**What you have to do:** Copy every line in the items below that contains the word "detection". Match case exactly.

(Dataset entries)

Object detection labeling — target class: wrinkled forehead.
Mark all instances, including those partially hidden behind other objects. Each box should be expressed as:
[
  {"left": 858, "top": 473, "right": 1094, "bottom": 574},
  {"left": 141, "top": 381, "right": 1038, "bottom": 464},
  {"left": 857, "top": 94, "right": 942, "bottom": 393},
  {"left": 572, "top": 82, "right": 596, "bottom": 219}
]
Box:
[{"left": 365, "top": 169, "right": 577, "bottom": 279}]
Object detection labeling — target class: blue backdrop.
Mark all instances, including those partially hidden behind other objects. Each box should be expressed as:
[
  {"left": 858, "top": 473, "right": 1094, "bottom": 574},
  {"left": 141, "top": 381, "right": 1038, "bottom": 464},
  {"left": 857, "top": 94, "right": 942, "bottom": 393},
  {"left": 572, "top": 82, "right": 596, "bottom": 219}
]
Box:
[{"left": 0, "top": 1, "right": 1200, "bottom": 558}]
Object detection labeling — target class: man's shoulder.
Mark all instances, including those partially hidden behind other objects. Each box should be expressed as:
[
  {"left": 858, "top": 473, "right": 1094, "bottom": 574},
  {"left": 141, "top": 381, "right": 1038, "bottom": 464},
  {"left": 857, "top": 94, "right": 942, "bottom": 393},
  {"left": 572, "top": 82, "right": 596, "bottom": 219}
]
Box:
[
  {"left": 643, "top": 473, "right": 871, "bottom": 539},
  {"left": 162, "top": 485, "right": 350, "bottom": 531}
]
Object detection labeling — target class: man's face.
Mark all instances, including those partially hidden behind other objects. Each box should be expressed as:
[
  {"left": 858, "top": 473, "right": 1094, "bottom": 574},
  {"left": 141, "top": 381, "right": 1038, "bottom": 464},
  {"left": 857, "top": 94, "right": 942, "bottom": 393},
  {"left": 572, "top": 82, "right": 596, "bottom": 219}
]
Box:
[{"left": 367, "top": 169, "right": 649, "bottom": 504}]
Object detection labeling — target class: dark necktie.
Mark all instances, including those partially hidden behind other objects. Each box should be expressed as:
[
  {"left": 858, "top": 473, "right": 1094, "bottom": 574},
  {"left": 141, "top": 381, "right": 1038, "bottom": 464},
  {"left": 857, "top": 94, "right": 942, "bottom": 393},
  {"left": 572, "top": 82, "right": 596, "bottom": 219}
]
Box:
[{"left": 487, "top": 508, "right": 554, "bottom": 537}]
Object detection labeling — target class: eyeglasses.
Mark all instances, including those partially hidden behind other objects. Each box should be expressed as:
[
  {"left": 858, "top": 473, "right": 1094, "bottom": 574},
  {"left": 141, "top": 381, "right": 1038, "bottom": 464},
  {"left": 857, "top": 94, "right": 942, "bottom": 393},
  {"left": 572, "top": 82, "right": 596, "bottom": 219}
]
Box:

**Reply:**
Object detection labeling — target class: wrinkled forehead.
Object detection labeling — target class: blue backdrop.
Object detection labeling — target class: man's shoulder.
Object detection labeling — target class: man's face.
Object detection labeling — target class: dark necktie.
Object detection labeling — target class: eyeglasses.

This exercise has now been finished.